Exercise prompt: Copy the text lines of the entries below verbatim, from the start of the entries through the line containing "List every instance", both ends included, and omit the pictures.

The records:
■ ■ ■ ■

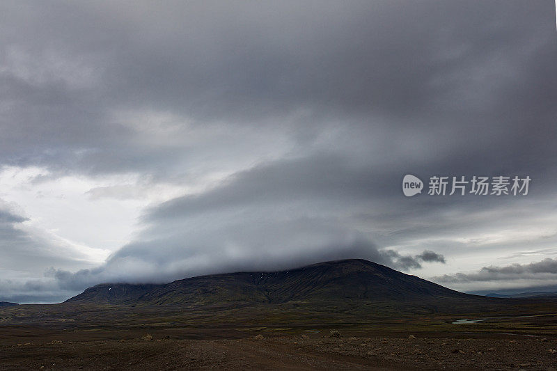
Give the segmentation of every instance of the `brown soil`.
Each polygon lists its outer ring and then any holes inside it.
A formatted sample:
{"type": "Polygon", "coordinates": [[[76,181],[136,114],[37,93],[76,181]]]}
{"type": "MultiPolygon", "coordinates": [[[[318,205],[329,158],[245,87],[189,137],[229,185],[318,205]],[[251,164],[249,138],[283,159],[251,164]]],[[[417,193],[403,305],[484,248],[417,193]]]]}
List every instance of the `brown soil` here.
{"type": "Polygon", "coordinates": [[[525,336],[149,340],[97,333],[4,327],[0,370],[557,370],[557,340],[525,336]]]}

■ ■ ■ ■

Output of the task:
Give the segmentation of every instance of the `brown soil`.
Each polygon lists its outer ring and then any holes inside it.
A formatted sample:
{"type": "Polygon", "coordinates": [[[76,181],[136,114],[37,93],[76,181]]]}
{"type": "MultiPolygon", "coordinates": [[[[318,205],[329,158],[245,87],[189,137],[229,185],[318,205]],[[251,164],[249,138],[283,159],[251,164]]],[[[417,193],[403,305],[484,248],[417,193]]]]}
List every instance of the `brown soil` here.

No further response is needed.